■ Records supplied ■
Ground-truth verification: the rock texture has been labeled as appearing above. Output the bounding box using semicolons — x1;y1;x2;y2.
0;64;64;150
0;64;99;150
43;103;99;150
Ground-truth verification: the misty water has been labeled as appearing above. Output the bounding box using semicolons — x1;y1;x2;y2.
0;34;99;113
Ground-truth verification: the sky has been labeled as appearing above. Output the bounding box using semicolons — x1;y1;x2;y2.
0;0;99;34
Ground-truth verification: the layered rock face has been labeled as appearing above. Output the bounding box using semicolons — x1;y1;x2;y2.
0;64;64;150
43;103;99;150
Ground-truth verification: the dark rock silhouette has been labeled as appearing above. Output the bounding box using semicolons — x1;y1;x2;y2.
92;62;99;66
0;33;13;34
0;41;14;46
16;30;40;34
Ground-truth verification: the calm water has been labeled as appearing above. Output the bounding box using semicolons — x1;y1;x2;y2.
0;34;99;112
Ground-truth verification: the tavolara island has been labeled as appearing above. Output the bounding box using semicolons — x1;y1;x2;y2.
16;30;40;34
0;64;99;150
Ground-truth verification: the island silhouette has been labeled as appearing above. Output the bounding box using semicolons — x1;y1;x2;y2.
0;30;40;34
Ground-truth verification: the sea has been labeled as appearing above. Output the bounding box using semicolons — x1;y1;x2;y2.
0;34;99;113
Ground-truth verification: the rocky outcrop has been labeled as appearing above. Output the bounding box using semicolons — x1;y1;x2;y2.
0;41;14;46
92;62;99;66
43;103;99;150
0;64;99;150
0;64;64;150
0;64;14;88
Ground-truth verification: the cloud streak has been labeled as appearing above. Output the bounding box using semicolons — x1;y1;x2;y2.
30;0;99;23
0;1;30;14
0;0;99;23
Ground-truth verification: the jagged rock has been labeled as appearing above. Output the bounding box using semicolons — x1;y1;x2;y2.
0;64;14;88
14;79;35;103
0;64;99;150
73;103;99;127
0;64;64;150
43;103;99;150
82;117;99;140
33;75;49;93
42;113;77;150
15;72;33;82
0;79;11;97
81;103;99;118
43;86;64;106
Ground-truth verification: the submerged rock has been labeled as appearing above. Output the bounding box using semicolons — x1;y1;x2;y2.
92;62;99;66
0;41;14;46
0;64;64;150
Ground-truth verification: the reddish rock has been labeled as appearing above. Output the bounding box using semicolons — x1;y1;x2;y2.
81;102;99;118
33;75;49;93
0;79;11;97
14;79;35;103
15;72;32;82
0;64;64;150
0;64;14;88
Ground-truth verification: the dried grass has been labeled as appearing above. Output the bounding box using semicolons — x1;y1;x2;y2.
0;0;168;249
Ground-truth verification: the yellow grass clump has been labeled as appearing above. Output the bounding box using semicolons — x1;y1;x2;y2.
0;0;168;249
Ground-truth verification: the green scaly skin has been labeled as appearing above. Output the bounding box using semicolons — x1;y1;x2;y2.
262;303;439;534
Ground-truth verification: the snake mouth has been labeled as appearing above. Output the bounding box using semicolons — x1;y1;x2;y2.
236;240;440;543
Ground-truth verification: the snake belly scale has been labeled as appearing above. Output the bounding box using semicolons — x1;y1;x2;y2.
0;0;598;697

■ Try it ■
Write out each record again, keeping every word as it is.

■ Answer to the problem ■
Ground-truth verification: the rock texture has been labeled as appearing above. Output the bounding box using semicolons — x1;y1;x2;y2.
0;64;64;150
0;64;99;150
43;103;99;150
Ground-truth verification: the misty water has been labeled as appearing above. Output the bounding box using semicolons — x1;y1;x2;y2.
0;34;99;113
Ground-truth verification: the sky has been labeled as appearing above. Output the bounding box using semicolons — x1;y1;x2;y2.
0;0;99;34
Ground-truth verification: the layered rock face has been labeled as appearing above. Output the bounding box using semicolons — x1;y1;x2;y2.
0;64;64;150
43;103;99;150
Ground-truth verification: the dark rock silhouette has been labeled as appearing above. Output the bounding box using semicolons — x1;y1;x2;y2.
92;62;99;66
0;33;13;34
0;41;14;46
16;30;40;34
Ground-truth verification: the calm water has been labeled as appearing above. Output the bounding box using semicolons — x1;y1;x2;y2.
0;34;99;112
Ground-truth verification: the tavolara island has been labeled as appearing above. Output the bounding box using semicolons — x1;y1;x2;y2.
16;30;40;34
0;64;99;150
Ground-truth verification: the island silhouette has been labeled as appearing above. Output the bounding box using semicolons — x1;y1;x2;y2.
0;30;40;34
Ground-truth verification: the sea has been labeled as appearing above. Output the bounding box using semicolons — x1;y1;x2;y2.
0;34;99;113
Ground-truth verification: the rocky outcrop has been labeled as appearing above. Output the bounding box using semicolons — x1;y1;x2;y2.
0;41;14;46
92;62;99;66
43;103;99;150
0;64;99;150
0;64;64;150
0;64;14;88
Ground-truth verification: the cloud streak has been labeled as appearing above. Output the bounding box using semicolons — x1;y1;x2;y2.
30;0;99;23
0;1;30;14
0;0;99;23
Ground-truth verification: the jagged rock has been labeled as appearing above. Output the bounding box using semicolons — x1;y1;x2;y2.
0;64;14;88
14;79;35;103
0;64;99;150
73;103;99;127
0;64;64;150
43;103;99;150
82;117;99;140
33;75;49;93
42;113;77;150
15;72;33;82
0;79;11;97
81;103;99;118
43;86;64;106
Ground-truth verification: the submerged rock has been labeled as appearing above. Output the bounding box using semicolons — x1;y1;x2;y2.
92;62;99;66
0;41;14;46
0;64;64;150
Ground-truth verification: the reddish rock has been labeled as appearing above. Output the bounding box using semicolons — x1;y1;x2;y2.
81;102;99;118
33;75;49;93
0;79;11;97
14;79;35;103
15;72;32;82
0;64;64;150
0;64;14;88
Ground-truth verification: the dried grass has been labeled as appearing above. Output the bounding box using semicolons — x1;y1;x2;y2.
0;0;168;249
Ground-truth verification: the yellow grass clump has been labeled as appearing above. Output the bounding box using semicolons — x1;y1;x2;y2.
0;0;168;249
Ground-truth verification: the green scaly skin has been labeled as appearing above. Output the bounding box using semicolons — x1;y1;x2;y2.
262;303;439;534
Ground-truth verification: the snake mouth has been labeled as appearing above. Output the bounding box using semicolons — x1;y1;x2;y2.
236;240;440;543
Ground-truth verification: the snake belly scale has been labeled as appearing above. Output the bounding box using semicolons — x1;y1;x2;y2.
0;0;598;697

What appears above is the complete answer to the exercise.